## [REQUIRED TASK]
Please rewrite the records below with "vertex pairs" swapped for "coordinate pairs" everywhere, leaving everything else unchanged and the pictures out.

== SOURCE MATERIAL ==

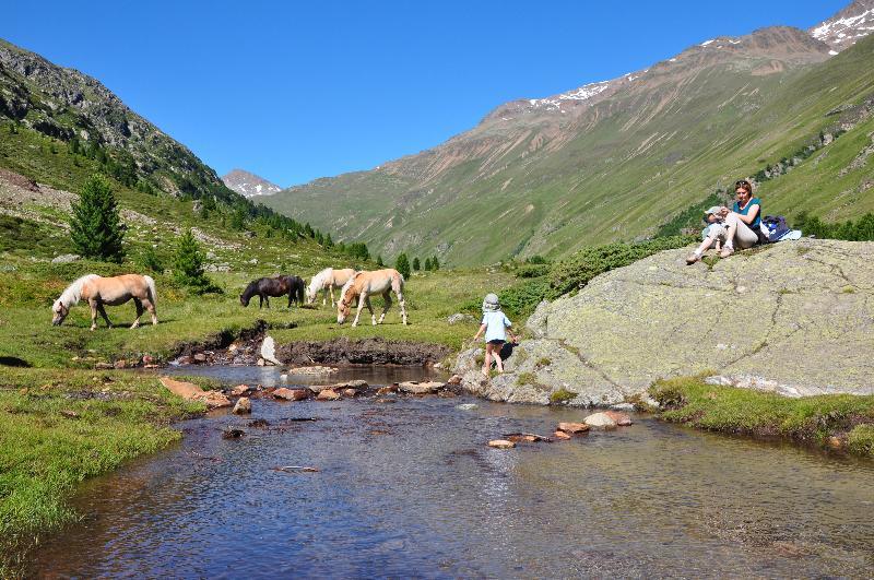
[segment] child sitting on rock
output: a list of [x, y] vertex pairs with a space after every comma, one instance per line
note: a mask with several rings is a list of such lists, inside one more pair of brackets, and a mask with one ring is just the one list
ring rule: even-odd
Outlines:
[[704, 221], [707, 224], [701, 230], [701, 239], [704, 239], [704, 241], [701, 241], [701, 245], [686, 258], [686, 263], [689, 265], [700, 260], [704, 252], [710, 248], [716, 248], [716, 250], [719, 251], [729, 232], [724, 225], [724, 208], [713, 205], [705, 212]]
[[486, 294], [483, 300], [483, 320], [480, 330], [473, 336], [476, 341], [480, 335], [485, 332], [485, 363], [483, 364], [483, 375], [488, 376], [492, 369], [492, 357], [495, 357], [495, 365], [498, 372], [504, 372], [504, 362], [500, 359], [500, 350], [504, 343], [507, 342], [507, 332], [509, 331], [510, 338], [517, 342], [517, 336], [509, 330], [512, 322], [507, 319], [506, 315], [500, 311], [500, 304], [495, 294]]

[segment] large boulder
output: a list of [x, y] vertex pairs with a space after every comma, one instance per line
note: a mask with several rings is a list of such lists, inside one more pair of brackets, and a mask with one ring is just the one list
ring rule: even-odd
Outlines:
[[[874, 242], [783, 241], [708, 264], [666, 250], [542, 303], [506, 372], [454, 372], [509, 402], [612, 405], [659, 378], [710, 374], [781, 393], [874, 393]], [[772, 389], [771, 389], [772, 387]]]

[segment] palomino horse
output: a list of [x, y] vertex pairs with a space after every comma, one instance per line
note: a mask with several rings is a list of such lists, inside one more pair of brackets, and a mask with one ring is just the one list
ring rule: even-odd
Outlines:
[[[401, 307], [401, 319], [406, 324], [406, 303], [403, 299], [403, 276], [397, 270], [386, 269], [376, 270], [374, 272], [356, 272], [355, 275], [346, 282], [343, 289], [340, 291], [340, 301], [336, 303], [336, 323], [342, 324], [349, 316], [352, 300], [358, 297], [358, 311], [355, 312], [355, 320], [352, 321], [353, 327], [358, 325], [358, 317], [362, 316], [362, 308], [367, 305], [370, 310], [370, 321], [374, 325], [381, 324], [386, 318], [386, 312], [391, 307], [391, 293], [398, 297], [398, 304]], [[379, 322], [374, 315], [374, 308], [370, 306], [370, 295], [381, 294], [382, 299], [386, 301], [386, 307], [382, 308], [382, 313], [379, 316]]]
[[334, 270], [333, 268], [326, 268], [315, 276], [309, 283], [307, 288], [307, 304], [316, 301], [316, 295], [322, 291], [321, 305], [324, 306], [328, 300], [328, 294], [331, 295], [331, 308], [334, 307], [334, 288], [342, 288], [355, 274], [352, 268], [343, 270]]
[[70, 284], [61, 297], [55, 300], [51, 306], [51, 311], [55, 312], [51, 323], [56, 327], [59, 325], [70, 313], [72, 306], [79, 304], [80, 300], [87, 300], [91, 306], [91, 330], [97, 328], [97, 312], [101, 312], [103, 319], [106, 320], [106, 327], [113, 328], [113, 323], [109, 322], [109, 317], [106, 316], [106, 310], [103, 308], [104, 305], [118, 306], [132, 299], [137, 306], [137, 319], [130, 328], [135, 329], [140, 325], [143, 307], [152, 315], [152, 324], [157, 324], [156, 298], [155, 281], [151, 276], [122, 274], [102, 277], [97, 274], [88, 274]]
[[270, 308], [269, 296], [285, 296], [288, 295], [288, 308], [292, 307], [292, 301], [296, 300], [298, 304], [304, 304], [304, 283], [303, 279], [298, 276], [273, 276], [273, 277], [259, 277], [249, 283], [243, 294], [239, 295], [239, 304], [249, 306], [249, 300], [252, 296], [258, 296], [260, 300], [258, 308], [261, 308], [264, 303]]

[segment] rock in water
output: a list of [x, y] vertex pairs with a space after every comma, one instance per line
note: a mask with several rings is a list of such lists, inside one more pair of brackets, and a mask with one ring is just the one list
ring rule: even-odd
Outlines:
[[586, 433], [589, 430], [589, 426], [584, 423], [559, 423], [557, 430], [565, 433]]
[[586, 425], [595, 429], [615, 429], [616, 422], [606, 413], [593, 413], [582, 419]]
[[252, 412], [252, 402], [249, 401], [248, 396], [240, 396], [237, 400], [237, 404], [234, 405], [234, 414], [246, 415], [247, 413], [251, 412]]
[[271, 365], [282, 365], [276, 359], [276, 343], [273, 341], [273, 336], [264, 336], [264, 342], [261, 343], [261, 358]]
[[324, 389], [316, 396], [317, 401], [336, 401], [338, 399], [340, 399], [340, 393], [333, 389]]
[[284, 399], [285, 401], [303, 401], [309, 395], [306, 389], [286, 389], [285, 387], [280, 387], [275, 391], [273, 391], [273, 396], [275, 399]]

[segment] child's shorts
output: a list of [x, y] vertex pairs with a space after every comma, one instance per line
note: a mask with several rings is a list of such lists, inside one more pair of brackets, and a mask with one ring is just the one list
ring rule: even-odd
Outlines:
[[729, 230], [722, 224], [710, 224], [701, 230], [701, 239], [716, 238], [725, 241]]

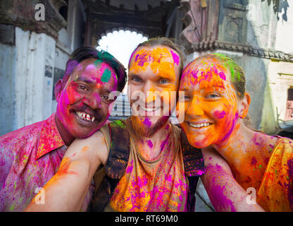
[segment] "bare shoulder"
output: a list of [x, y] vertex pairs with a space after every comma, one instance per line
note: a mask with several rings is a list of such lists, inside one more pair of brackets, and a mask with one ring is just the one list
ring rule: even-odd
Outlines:
[[202, 148], [201, 151], [207, 171], [213, 172], [220, 168], [221, 170], [232, 174], [228, 162], [214, 148], [207, 147]]
[[108, 159], [108, 147], [104, 133], [97, 131], [91, 136], [83, 139], [75, 139], [69, 146], [66, 154], [72, 156], [87, 156], [98, 158], [105, 165]]

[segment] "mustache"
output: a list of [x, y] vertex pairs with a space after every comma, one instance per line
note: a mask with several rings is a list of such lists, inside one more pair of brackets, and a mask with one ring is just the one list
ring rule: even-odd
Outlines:
[[77, 106], [73, 106], [71, 111], [74, 112], [83, 112], [89, 114], [96, 119], [97, 121], [101, 121], [103, 119], [101, 114], [99, 112], [99, 110], [94, 110], [87, 105], [82, 104]]

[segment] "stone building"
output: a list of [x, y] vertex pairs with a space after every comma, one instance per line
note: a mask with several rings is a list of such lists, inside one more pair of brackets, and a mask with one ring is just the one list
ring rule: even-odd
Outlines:
[[[49, 117], [70, 53], [120, 29], [174, 38], [185, 65], [206, 53], [232, 57], [247, 76], [254, 128], [276, 134], [293, 119], [292, 0], [2, 0], [0, 136]], [[125, 95], [114, 109], [122, 113], [112, 119], [130, 114]], [[197, 191], [197, 209], [212, 210]]]
[[280, 131], [293, 119], [293, 1], [180, 1], [186, 28], [180, 40], [188, 63], [223, 53], [244, 70], [251, 95], [249, 115], [255, 129]]

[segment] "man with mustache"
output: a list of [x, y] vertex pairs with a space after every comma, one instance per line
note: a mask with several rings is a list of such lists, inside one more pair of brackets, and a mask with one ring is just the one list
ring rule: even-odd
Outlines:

===

## [FINAL RESULT]
[segment] child sitting on rock
output: a list of [x, y] coordinate pairs with a space after every comma, one instance per line
note: a mask with several rings is a list of such lists, inside one more pair of brackets, and a mask with one ring is just the one list
ring rule: even-odd
Outlines:
[[704, 221], [707, 224], [701, 230], [701, 239], [704, 239], [704, 241], [701, 241], [701, 245], [686, 258], [686, 263], [689, 265], [700, 260], [704, 252], [710, 248], [716, 248], [716, 250], [719, 251], [729, 232], [724, 225], [724, 208], [713, 205], [705, 212]]
[[486, 294], [483, 300], [483, 320], [480, 330], [473, 336], [476, 341], [480, 335], [485, 332], [485, 363], [483, 364], [483, 375], [488, 376], [492, 369], [492, 357], [495, 357], [495, 365], [498, 372], [504, 372], [504, 362], [500, 359], [500, 350], [504, 343], [507, 342], [507, 332], [509, 331], [510, 338], [517, 342], [517, 336], [509, 330], [512, 322], [507, 319], [506, 315], [500, 311], [500, 304], [495, 294]]

[segment] large boulder
output: a list of [x, y] coordinate pairs with a space after every comma, one instance per line
note: a mask with several rings is a list of such lists, inside one more pair of brackets, and a mask with one ring is just the one list
ring rule: even-odd
Outlines:
[[[874, 242], [783, 241], [708, 264], [666, 250], [542, 303], [506, 372], [454, 372], [509, 402], [612, 405], [659, 378], [710, 374], [781, 393], [874, 393]], [[772, 389], [771, 389], [772, 387]]]

[segment] palomino horse
output: a list of [x, y] coordinate pairs with a space after every comma, one instance per line
note: a mask with several rings is a list of such lists, inside one more pair of brackets, and a mask with one ring is just the one list
ring rule: even-odd
Outlines:
[[[401, 307], [401, 319], [406, 324], [406, 303], [403, 299], [403, 276], [397, 270], [386, 269], [376, 270], [374, 272], [356, 272], [355, 275], [346, 282], [343, 289], [340, 291], [340, 301], [336, 303], [336, 323], [342, 324], [349, 316], [352, 300], [358, 297], [358, 311], [355, 312], [355, 320], [352, 321], [353, 327], [358, 325], [358, 317], [362, 316], [362, 308], [367, 305], [370, 310], [370, 321], [374, 325], [381, 324], [386, 318], [386, 312], [391, 307], [391, 293], [398, 297], [398, 304]], [[379, 322], [374, 315], [374, 308], [370, 306], [370, 295], [381, 294], [382, 299], [386, 301], [386, 307], [382, 308], [382, 313], [379, 316]]]
[[334, 270], [333, 268], [326, 268], [315, 276], [309, 283], [307, 288], [307, 304], [316, 301], [316, 295], [322, 291], [321, 305], [324, 306], [328, 300], [328, 294], [331, 295], [331, 308], [334, 307], [334, 288], [342, 288], [355, 274], [352, 268], [343, 270]]
[[70, 284], [61, 297], [55, 300], [51, 306], [51, 311], [55, 312], [51, 323], [56, 327], [59, 325], [70, 313], [72, 306], [79, 304], [80, 300], [87, 300], [91, 306], [91, 330], [97, 328], [97, 312], [101, 312], [103, 319], [106, 320], [106, 327], [113, 328], [113, 323], [109, 322], [109, 317], [106, 316], [106, 310], [103, 308], [104, 305], [118, 306], [132, 299], [137, 306], [137, 319], [130, 328], [135, 329], [140, 325], [143, 307], [152, 315], [152, 324], [157, 324], [156, 298], [155, 281], [151, 276], [122, 274], [102, 277], [97, 274], [88, 274]]
[[270, 308], [269, 296], [285, 296], [288, 295], [288, 308], [292, 307], [292, 301], [296, 300], [298, 304], [304, 304], [304, 283], [303, 279], [298, 276], [273, 276], [273, 277], [259, 277], [249, 283], [243, 294], [239, 295], [239, 304], [249, 306], [249, 300], [252, 296], [258, 296], [260, 300], [258, 308], [261, 308], [264, 303]]

[segment] rock in water
output: a list of [x, y] coordinate pairs with a space after every comma, one instance per line
note: a mask with several rings is a list of such lists, inside one more pair of brackets, and a mask with one ring is just the one list
ring rule: even-odd
Outlines:
[[586, 433], [589, 430], [589, 426], [584, 423], [559, 423], [557, 430], [565, 433]]
[[586, 425], [595, 429], [615, 429], [616, 422], [606, 413], [593, 413], [582, 419]]
[[252, 412], [252, 402], [249, 401], [248, 396], [240, 396], [237, 400], [237, 404], [234, 405], [234, 414], [246, 415], [247, 413], [251, 412]]
[[271, 365], [282, 365], [276, 359], [276, 343], [273, 341], [273, 336], [264, 336], [264, 342], [261, 343], [261, 358]]
[[324, 389], [316, 396], [317, 401], [336, 401], [338, 399], [340, 399], [340, 393], [333, 389]]
[[284, 399], [285, 401], [303, 401], [309, 395], [306, 389], [286, 389], [285, 387], [280, 387], [275, 391], [273, 391], [273, 396], [275, 399]]

[segment] child's shorts
output: a list of [x, y] coordinate pairs with a space after every comma, one instance per line
note: a mask with several rings is a list of such lists, inside one more pair of brackets, and a mask with one ring is just the one list
ring rule: even-odd
Outlines:
[[729, 230], [722, 224], [710, 224], [701, 230], [701, 239], [716, 238], [725, 241]]

[segment] "bare shoulder"
output: a list of [x, y] coordinate pairs with a space after every comma, one instance per line
note: a mask with several rings is a list of such lists, inside one more pair of brackets, and a mask with one ring is just the one list
ring rule: even-odd
Outlines:
[[202, 148], [201, 151], [207, 171], [213, 172], [220, 168], [221, 170], [232, 174], [228, 162], [214, 148], [207, 147]]
[[108, 159], [108, 147], [104, 133], [97, 131], [91, 136], [83, 139], [75, 139], [69, 146], [66, 154], [72, 156], [87, 156], [98, 158], [105, 165]]

[segment] "mustache"
output: a list of [x, y] coordinate pairs with a space after every comma, one instance per line
note: a mask with several rings is a list of such lists, inside one more pair of brackets, and a mask with one ring is just the one list
ring rule: even-odd
Outlines:
[[77, 106], [73, 106], [71, 111], [74, 112], [83, 112], [89, 114], [96, 119], [97, 121], [101, 121], [103, 119], [101, 114], [99, 112], [99, 110], [94, 110], [87, 105], [82, 104]]

[segment] "stone building"
output: a list of [x, y] coordinate pairs with a space after every comma, one instance per line
note: a mask with several rings is a list of such lists, inside one more pair of brackets, and a mask with one ring is just the one list
ring rule: even-odd
Outlines:
[[[49, 117], [70, 53], [120, 29], [174, 38], [185, 65], [206, 53], [232, 57], [247, 76], [254, 128], [276, 134], [293, 119], [292, 0], [2, 0], [0, 136]], [[125, 95], [114, 109], [122, 113], [112, 119], [130, 114]], [[197, 191], [197, 209], [212, 210]]]
[[280, 131], [293, 119], [293, 1], [180, 1], [186, 28], [180, 40], [188, 63], [223, 53], [244, 70], [251, 95], [249, 115], [255, 129]]

[segment] "man with mustache"
output: a list of [x, y] coordinate pairs with a space after every comma, one instance per line
note: a mask with several rings is a list of such lists, inside one more pair of brackets, and a mask with one ring is just the one list
ring rule: even-odd
Outlines:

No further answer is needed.